Directions:
Starting at the top of the entries below, set down each line exactly as written, and stop after the line containing "point(457, 197)".

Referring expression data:
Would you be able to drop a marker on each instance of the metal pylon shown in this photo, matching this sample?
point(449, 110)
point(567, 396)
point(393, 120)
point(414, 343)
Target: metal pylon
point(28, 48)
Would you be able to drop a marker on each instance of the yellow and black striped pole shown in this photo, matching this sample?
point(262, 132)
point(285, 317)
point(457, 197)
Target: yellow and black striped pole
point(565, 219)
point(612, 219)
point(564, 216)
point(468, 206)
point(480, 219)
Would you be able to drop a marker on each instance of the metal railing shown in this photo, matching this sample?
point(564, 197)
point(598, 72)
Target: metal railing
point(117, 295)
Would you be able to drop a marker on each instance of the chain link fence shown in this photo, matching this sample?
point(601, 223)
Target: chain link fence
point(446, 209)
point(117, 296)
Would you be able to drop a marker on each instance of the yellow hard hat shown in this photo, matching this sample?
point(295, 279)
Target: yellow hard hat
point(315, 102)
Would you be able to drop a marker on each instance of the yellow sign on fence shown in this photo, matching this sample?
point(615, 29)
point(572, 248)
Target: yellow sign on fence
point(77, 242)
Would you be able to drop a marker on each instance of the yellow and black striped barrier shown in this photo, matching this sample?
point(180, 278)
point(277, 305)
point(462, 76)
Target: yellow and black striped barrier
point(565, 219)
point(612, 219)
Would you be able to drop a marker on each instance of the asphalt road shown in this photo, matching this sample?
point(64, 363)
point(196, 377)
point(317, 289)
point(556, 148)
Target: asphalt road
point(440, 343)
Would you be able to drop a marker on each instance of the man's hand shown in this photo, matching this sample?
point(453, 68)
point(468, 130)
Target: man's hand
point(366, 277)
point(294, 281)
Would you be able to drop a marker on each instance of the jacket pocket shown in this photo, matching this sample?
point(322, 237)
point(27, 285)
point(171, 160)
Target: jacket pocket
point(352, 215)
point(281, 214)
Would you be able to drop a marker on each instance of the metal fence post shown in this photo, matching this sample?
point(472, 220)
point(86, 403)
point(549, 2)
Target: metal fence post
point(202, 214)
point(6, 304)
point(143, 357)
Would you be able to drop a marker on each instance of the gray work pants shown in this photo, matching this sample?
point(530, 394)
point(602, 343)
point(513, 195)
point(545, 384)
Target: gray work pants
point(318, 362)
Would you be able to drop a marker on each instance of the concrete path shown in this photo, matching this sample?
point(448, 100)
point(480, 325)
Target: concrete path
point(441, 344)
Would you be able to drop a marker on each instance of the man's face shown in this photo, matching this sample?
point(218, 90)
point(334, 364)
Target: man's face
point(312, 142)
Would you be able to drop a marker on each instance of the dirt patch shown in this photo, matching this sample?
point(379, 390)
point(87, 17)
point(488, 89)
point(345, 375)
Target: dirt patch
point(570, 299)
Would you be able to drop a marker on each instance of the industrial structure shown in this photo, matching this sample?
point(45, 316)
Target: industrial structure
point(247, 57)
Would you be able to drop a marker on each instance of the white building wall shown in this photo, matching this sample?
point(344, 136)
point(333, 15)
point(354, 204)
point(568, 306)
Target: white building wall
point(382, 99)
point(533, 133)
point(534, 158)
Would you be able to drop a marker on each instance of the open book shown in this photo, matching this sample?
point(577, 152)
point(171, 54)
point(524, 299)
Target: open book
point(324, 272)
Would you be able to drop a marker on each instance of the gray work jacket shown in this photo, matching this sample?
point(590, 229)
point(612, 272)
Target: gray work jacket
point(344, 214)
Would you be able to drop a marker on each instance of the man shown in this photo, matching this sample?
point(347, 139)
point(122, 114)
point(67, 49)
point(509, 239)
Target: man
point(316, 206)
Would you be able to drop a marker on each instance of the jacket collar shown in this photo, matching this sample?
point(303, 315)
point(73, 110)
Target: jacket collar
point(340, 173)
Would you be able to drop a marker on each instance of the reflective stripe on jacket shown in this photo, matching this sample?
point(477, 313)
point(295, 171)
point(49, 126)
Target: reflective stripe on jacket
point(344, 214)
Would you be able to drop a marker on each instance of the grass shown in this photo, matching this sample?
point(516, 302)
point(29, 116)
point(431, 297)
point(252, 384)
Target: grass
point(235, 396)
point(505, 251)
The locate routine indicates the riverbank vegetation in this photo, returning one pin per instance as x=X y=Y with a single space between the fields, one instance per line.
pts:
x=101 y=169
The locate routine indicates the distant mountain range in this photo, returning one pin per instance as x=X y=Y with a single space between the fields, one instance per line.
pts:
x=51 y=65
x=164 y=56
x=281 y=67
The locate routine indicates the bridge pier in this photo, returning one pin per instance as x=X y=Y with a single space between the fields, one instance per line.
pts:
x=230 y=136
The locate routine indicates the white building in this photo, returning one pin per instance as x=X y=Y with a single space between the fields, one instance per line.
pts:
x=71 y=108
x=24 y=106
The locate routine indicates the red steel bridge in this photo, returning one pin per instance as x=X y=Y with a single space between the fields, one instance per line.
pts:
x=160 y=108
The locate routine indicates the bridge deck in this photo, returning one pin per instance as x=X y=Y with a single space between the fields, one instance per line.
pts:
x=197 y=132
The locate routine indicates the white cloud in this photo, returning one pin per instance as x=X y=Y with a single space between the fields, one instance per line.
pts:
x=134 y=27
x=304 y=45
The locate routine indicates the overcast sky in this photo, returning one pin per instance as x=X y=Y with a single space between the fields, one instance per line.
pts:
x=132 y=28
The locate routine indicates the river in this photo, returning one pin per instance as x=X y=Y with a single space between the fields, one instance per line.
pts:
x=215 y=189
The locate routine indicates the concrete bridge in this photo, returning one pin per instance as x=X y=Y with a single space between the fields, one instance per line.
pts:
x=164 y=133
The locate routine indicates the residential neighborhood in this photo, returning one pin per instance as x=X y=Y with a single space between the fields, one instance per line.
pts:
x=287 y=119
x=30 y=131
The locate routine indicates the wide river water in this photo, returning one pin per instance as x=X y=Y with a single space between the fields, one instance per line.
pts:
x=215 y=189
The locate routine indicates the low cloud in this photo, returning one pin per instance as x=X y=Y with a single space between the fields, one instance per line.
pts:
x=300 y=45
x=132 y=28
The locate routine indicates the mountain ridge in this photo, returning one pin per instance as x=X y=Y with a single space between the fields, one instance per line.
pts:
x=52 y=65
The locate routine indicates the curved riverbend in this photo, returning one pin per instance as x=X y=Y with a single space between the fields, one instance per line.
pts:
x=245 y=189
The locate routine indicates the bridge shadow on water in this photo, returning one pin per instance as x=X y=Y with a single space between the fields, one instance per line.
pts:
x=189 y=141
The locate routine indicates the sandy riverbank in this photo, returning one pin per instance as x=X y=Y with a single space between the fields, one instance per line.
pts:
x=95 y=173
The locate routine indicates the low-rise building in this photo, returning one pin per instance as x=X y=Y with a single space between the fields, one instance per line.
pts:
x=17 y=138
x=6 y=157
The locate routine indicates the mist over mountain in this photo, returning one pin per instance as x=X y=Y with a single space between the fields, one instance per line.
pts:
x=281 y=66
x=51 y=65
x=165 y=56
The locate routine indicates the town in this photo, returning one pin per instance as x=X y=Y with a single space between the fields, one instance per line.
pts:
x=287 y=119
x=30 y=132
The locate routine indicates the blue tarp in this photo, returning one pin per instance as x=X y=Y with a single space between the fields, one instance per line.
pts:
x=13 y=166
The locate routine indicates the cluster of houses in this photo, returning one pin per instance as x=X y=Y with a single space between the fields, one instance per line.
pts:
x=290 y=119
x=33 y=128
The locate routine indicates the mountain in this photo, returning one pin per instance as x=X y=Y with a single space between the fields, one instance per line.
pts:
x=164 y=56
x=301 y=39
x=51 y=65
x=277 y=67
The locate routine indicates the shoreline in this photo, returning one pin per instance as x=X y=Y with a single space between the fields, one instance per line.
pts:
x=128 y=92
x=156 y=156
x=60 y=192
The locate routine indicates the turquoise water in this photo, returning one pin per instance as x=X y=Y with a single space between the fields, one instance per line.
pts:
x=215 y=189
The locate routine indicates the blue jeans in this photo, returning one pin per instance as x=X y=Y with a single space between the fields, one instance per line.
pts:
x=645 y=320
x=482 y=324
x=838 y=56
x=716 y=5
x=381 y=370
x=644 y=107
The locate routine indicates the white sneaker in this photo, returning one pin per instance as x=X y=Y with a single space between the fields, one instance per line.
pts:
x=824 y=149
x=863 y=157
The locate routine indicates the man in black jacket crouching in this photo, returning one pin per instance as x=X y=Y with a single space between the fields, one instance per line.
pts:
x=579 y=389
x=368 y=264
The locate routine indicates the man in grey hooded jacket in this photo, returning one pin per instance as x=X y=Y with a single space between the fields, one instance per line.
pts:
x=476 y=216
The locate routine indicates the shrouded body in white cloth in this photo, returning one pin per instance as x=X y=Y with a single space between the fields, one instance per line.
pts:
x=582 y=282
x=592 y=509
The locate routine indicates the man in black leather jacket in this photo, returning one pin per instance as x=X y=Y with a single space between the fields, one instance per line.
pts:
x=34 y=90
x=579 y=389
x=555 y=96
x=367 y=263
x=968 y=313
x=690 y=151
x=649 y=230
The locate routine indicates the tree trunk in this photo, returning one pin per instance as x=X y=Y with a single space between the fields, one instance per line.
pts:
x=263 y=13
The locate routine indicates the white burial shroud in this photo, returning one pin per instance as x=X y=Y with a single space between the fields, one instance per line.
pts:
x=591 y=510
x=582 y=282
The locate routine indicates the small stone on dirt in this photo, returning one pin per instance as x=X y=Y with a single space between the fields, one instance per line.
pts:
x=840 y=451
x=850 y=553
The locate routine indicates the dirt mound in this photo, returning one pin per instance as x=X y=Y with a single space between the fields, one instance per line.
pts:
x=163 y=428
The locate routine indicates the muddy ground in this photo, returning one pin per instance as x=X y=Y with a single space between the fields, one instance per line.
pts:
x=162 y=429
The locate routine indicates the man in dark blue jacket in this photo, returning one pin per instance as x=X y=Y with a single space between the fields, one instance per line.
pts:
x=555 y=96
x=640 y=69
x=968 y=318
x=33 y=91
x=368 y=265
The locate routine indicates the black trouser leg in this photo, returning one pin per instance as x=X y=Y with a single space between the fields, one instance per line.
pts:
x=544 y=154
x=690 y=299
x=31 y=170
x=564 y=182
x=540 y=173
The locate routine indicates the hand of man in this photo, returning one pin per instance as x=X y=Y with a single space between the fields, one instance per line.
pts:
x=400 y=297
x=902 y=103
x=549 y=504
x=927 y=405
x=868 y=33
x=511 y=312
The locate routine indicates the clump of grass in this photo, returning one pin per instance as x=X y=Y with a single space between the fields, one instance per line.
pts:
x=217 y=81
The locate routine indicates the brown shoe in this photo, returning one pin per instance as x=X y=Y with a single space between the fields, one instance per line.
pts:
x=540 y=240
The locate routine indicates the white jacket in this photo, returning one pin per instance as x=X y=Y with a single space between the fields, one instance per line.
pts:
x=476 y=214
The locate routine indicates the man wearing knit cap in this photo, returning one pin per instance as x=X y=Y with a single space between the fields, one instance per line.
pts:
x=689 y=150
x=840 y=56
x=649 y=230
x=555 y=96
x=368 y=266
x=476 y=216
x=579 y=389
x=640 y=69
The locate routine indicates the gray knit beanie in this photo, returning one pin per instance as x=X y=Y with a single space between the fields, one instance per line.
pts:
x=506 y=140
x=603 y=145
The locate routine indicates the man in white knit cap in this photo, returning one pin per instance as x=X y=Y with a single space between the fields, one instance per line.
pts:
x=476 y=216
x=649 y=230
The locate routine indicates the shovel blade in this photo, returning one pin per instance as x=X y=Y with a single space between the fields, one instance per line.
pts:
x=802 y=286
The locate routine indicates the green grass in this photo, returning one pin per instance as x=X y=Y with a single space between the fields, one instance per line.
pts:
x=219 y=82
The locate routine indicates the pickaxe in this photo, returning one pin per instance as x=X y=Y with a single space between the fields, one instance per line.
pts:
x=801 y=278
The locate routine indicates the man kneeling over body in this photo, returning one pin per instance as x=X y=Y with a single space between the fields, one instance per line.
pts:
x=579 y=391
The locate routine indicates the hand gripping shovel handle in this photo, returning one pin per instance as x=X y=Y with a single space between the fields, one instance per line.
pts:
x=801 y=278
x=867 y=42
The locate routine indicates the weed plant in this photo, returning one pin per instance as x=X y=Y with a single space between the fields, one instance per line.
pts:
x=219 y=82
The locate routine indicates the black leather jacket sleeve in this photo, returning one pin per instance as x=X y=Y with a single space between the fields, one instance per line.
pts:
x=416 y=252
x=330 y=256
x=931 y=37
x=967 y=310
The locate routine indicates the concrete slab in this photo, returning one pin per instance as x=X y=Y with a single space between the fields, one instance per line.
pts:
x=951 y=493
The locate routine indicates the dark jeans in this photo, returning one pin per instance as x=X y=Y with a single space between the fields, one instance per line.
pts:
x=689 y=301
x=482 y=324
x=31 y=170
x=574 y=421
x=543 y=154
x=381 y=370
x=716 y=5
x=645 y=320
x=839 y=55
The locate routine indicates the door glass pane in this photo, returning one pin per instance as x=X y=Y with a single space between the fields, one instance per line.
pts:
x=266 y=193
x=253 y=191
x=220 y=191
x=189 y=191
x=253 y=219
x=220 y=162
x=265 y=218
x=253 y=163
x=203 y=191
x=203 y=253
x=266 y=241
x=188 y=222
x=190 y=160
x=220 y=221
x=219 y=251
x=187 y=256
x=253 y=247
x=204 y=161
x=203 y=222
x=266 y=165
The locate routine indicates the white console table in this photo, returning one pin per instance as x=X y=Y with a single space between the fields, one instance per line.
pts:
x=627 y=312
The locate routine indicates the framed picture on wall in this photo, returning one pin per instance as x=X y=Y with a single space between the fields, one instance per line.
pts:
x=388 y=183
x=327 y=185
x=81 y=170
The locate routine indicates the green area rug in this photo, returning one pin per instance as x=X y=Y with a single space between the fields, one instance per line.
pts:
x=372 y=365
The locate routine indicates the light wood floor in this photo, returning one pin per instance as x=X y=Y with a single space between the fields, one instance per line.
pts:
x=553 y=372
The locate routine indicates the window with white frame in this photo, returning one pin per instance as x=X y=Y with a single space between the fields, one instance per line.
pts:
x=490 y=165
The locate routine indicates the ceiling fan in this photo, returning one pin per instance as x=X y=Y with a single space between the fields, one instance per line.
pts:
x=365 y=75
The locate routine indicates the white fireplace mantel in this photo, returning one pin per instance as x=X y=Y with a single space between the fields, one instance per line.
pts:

Answer for the task:
Would you be able to drop a marker on each instance of the metal pylon shown in this photo, matching this sample?
point(449, 110)
point(567, 396)
point(393, 120)
point(414, 343)
Target: metal pylon
point(28, 48)
Would you be able to drop a marker on each instance of the yellow and black striped pole shown in this photo, matching this sample?
point(262, 132)
point(285, 317)
point(457, 197)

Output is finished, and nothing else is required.